# Exercise aim
Only the lines from the one with "Mark the parked" to the end of the material should be reproduced, exactly and in full, both ends included.

# Material supplied

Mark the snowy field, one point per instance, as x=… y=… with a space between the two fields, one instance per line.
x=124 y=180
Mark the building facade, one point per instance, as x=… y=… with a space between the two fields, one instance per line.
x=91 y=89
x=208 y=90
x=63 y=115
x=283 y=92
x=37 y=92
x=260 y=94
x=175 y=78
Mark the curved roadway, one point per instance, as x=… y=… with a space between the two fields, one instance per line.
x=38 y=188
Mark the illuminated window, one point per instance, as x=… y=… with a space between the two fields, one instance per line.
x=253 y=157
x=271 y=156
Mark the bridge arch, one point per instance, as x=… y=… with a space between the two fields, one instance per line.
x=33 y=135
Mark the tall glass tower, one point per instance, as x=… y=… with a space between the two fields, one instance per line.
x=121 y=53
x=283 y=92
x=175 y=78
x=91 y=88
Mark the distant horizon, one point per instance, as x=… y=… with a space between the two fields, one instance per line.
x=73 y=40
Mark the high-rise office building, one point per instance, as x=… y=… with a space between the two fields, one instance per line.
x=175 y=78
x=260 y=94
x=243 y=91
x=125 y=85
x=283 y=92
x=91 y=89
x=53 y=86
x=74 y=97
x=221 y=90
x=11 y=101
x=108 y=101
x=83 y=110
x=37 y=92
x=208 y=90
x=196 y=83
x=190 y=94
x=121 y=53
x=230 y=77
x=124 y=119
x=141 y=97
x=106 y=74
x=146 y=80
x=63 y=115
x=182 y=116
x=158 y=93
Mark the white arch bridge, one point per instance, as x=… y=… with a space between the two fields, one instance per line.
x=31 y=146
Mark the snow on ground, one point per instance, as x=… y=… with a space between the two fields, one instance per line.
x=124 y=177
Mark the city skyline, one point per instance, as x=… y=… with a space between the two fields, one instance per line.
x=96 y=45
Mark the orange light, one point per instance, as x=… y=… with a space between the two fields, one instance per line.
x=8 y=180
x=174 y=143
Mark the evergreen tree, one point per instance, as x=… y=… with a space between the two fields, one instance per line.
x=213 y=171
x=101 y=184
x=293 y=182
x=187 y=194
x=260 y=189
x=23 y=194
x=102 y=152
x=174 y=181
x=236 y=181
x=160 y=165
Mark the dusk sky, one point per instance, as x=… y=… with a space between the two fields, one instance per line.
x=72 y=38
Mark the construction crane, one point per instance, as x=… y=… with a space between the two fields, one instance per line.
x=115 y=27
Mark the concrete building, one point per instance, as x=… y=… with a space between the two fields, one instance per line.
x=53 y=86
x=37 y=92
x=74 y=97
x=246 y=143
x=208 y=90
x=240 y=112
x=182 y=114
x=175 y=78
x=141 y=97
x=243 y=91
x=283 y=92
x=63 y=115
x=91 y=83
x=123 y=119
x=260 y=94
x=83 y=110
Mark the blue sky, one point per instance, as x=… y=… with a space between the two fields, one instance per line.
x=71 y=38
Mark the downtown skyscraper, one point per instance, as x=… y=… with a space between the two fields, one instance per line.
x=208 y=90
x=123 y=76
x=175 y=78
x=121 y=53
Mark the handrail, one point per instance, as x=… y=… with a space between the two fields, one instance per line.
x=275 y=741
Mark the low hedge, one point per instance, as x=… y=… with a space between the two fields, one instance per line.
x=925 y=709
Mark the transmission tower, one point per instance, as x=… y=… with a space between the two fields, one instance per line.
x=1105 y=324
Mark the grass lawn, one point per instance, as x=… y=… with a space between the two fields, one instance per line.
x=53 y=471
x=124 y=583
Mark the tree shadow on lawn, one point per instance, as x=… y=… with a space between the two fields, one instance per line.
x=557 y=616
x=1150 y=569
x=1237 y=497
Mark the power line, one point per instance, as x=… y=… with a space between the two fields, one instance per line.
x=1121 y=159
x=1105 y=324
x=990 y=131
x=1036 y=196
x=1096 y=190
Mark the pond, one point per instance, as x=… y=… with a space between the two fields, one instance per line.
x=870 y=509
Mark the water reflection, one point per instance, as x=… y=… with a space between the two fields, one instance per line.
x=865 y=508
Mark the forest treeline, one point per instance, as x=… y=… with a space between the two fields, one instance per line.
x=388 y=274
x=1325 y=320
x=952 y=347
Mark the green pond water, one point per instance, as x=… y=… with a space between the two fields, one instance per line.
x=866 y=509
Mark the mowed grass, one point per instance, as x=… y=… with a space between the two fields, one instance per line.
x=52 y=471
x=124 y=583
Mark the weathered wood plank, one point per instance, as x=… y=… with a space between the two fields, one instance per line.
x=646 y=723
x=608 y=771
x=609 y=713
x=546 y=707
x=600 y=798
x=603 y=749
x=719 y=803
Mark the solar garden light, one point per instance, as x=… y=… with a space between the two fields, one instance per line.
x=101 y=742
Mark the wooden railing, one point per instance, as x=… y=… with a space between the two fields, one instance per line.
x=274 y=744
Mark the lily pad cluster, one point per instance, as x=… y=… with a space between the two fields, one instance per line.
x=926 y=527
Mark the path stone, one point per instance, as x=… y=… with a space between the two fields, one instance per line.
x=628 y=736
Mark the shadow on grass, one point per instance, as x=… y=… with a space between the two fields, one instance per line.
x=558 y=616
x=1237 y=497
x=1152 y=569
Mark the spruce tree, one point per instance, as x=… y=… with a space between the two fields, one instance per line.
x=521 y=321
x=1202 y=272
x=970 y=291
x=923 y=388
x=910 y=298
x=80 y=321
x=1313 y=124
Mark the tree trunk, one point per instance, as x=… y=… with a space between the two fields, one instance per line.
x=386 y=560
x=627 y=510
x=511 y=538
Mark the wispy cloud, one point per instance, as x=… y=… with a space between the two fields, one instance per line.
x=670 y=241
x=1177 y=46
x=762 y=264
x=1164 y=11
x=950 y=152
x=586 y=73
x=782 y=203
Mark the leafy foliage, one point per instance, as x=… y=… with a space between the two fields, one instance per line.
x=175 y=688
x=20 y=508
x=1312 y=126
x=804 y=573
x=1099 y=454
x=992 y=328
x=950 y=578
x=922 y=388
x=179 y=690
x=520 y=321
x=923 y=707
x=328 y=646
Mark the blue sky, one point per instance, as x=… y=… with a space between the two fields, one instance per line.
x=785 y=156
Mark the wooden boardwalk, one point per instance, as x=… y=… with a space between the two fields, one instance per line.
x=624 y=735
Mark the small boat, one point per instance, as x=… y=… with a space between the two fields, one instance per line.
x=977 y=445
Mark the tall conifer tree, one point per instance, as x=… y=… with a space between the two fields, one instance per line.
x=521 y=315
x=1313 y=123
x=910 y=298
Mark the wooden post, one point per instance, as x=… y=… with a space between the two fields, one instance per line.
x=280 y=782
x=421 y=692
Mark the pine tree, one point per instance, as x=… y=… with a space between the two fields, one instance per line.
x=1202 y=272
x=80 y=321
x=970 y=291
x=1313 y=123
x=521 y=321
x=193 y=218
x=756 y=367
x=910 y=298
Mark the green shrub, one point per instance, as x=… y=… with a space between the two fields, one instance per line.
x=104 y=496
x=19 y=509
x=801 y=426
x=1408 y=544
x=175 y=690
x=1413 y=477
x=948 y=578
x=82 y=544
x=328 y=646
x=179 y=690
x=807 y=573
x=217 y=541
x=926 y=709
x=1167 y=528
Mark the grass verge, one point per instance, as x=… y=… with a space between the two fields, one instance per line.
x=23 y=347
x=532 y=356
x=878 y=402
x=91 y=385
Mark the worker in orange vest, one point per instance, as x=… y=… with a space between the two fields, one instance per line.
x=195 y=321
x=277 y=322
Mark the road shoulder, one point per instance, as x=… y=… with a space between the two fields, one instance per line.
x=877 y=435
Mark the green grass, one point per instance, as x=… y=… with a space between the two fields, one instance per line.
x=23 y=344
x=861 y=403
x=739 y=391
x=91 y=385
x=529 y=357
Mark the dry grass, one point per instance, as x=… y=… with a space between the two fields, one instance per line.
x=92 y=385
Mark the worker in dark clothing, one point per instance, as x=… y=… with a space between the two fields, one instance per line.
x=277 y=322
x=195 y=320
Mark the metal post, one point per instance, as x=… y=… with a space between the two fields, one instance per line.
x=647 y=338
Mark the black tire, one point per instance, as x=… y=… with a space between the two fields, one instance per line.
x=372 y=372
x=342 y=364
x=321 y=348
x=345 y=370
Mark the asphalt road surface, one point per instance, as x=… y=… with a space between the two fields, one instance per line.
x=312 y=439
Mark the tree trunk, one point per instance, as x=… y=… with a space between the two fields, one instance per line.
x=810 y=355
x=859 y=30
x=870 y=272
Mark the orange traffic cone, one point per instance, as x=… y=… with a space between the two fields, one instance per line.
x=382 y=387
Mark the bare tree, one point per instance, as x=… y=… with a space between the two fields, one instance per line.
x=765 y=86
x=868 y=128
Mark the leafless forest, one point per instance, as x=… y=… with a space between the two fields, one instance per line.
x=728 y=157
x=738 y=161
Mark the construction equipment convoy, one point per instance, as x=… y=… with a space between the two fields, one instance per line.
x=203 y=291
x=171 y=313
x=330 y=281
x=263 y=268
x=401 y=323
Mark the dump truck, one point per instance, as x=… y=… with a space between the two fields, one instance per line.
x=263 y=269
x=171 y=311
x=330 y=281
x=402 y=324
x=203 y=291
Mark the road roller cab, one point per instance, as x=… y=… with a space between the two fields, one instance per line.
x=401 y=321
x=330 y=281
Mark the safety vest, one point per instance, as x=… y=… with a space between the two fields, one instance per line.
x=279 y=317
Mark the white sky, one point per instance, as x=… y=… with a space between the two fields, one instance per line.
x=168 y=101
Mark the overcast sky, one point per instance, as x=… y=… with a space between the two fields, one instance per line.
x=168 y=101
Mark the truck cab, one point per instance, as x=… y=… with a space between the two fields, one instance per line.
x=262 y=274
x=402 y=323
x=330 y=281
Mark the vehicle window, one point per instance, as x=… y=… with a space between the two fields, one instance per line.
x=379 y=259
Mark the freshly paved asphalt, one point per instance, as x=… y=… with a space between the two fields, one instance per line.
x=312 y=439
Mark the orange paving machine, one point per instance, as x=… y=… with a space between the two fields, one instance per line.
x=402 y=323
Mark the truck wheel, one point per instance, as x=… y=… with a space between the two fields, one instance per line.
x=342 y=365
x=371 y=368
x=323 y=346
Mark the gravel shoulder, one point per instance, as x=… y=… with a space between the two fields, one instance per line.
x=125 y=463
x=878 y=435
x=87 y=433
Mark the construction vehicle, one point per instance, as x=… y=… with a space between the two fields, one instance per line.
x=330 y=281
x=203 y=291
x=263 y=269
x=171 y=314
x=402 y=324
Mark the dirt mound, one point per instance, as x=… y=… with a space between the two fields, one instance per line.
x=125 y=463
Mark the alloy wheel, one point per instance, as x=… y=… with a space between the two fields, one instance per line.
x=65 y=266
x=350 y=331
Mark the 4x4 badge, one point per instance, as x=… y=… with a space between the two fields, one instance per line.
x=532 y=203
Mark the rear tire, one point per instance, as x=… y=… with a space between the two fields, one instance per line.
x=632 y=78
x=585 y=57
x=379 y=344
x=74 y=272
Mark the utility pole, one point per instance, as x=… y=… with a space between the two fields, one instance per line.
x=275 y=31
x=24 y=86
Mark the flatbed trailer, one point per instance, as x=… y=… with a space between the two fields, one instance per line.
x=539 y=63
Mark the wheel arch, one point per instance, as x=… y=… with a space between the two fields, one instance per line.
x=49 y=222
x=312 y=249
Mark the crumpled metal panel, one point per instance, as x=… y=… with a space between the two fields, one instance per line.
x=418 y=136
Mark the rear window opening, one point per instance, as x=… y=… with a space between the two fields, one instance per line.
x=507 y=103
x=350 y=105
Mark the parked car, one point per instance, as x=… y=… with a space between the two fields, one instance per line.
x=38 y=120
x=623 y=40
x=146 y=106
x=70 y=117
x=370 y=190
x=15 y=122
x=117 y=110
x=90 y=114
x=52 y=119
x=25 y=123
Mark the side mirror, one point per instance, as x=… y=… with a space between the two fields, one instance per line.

# Answer section
Mark the parked car, one point per instance, as x=… y=… with a space between the two fields, one instance per line.
x=38 y=120
x=623 y=40
x=146 y=106
x=70 y=117
x=370 y=190
x=15 y=122
x=117 y=110
x=90 y=114
x=52 y=119
x=25 y=123
Mark the side mirror, one point per instance, as x=… y=… with a space between the two fields, one instance per line.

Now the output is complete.